Tasks:
1. Using the Whisper setup guide below, decide whether each statement agrees with it: (a) agent-cli is installed with pip before the virtual environment is activated; (b) the Whisper server is started with the small model; (c) the Postman request is created as a GET request. For each, answer yes or no and quote the deciding words from the guide.
2. Answer these questions from the Whisper setup guide below:
(a) What command creates the Python virtual environment?
(b) Under which Postman tab is form-data chosen?
(c) At what path does the Whisper server receive the request?

Passage shown:
+-------+
Step 5 - Set up the Python virtual environment

Create a dedicated Python virtual environment for the Whisper server. Using a separate environment keeps its dependencies isolated from other Python projects on your system (Figure 6).

python3 -m venv whisper-env

Create Python virtual environment
Figure 6 - Create the Python virtual environment

Activate the virtual environment. Your terminal prompt will update to show the active environment name (Figure 7).

source whisper-env/bin/activate

Activate Python environment
Figure 7 - Activate the Python virtual environment

Step 6 - Install agent-cli with faster-whisper

With the virtual environment active, install agent-cli together with the faster-whisper backend using pip. This installs all dependencies needed to run the Whisper speech recognition model locally inside WSL (Figure 8).

pip install "agent-cli[faster-whisper]"

Use pip to install agent-cli faster-whisper
Figure 8 - Install agent-cli with the faster-whisper backend

Step 7 - Start the Whisper server

Start the Whisper server using agent-cli with the small model. You can choose between different model sizes depending on how powerful your system is (Figure 9).

agent-cli server whisper --model small

Start Whisper API server
Figure 9 - Start the Whisper server

The Whisper server is now running and listening for transcription requests. Keep this terminal open for the duration of your session (Figure 10).

Server started
Figure 10 - The Whisper server is running

How to send audio to Whisper from Postman

Postman is a desktop and web application designed for building, sending, and testing HTTP-based API requests, making it ideal for working with REST and OpenAI-compatible endpoints such as your local Whisper server. It provides an easy-to-use interface where you can configure URLs, headers, and form-data (including file uploads) and then inspect the JSON responses returned by your services. You can download Postman for Windows, macOS, and Linux from the official Postman Downloads page at https://www.postman.com/downloads/.

In Postman, create a new POST request and set the request URL to http://IP_ADDRESS:PORT/v1/audio/transcriptions, replacing IP_ADDRESS and PORT with the Ubuntu Whisper server’s actual network address. Under the Body tab choose form-data and add a file field of type File, then select the audio file you want to transcribe from your local machine. Add another form-data field named model and set its value to the served Whisper model name running on the vLLM server (for example openai/whisper-small), then save the request so it can be reused for future tests.

Configure Whisper data in Postman
Figure 11 - Configure Whisper data in Postman

Once the request is configured, click the Send button in Postman to submit the selected audio file and model name to the Whisper endpoint on the Ubuntu machine. Postman will upload the multipart form-data payload, where the binary audio content is sent in the file field and the target Whisper model is specified in the model field. The vLLM-based Whisper server receives this request at /v1/audio/transcriptions, processes the audio, and generates a transcription that will be returned in the HTTP response.
+-------+
Data segment:

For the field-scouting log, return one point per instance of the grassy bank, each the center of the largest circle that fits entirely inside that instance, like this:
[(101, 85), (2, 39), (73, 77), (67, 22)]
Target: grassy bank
+-------+
Answers by item:
1.
(a) No: "With the virtual environment active, install agent-cli together with the faster-whisper backend using pip."
(b) Yes: "Start the Whisper server using agent-cli with the small model."
(c) No: "In Postman, create a new POST request"

2.
(a) python3 -m venv whisper-env
(b) The Body tab
(c) /v1/audio/transcriptions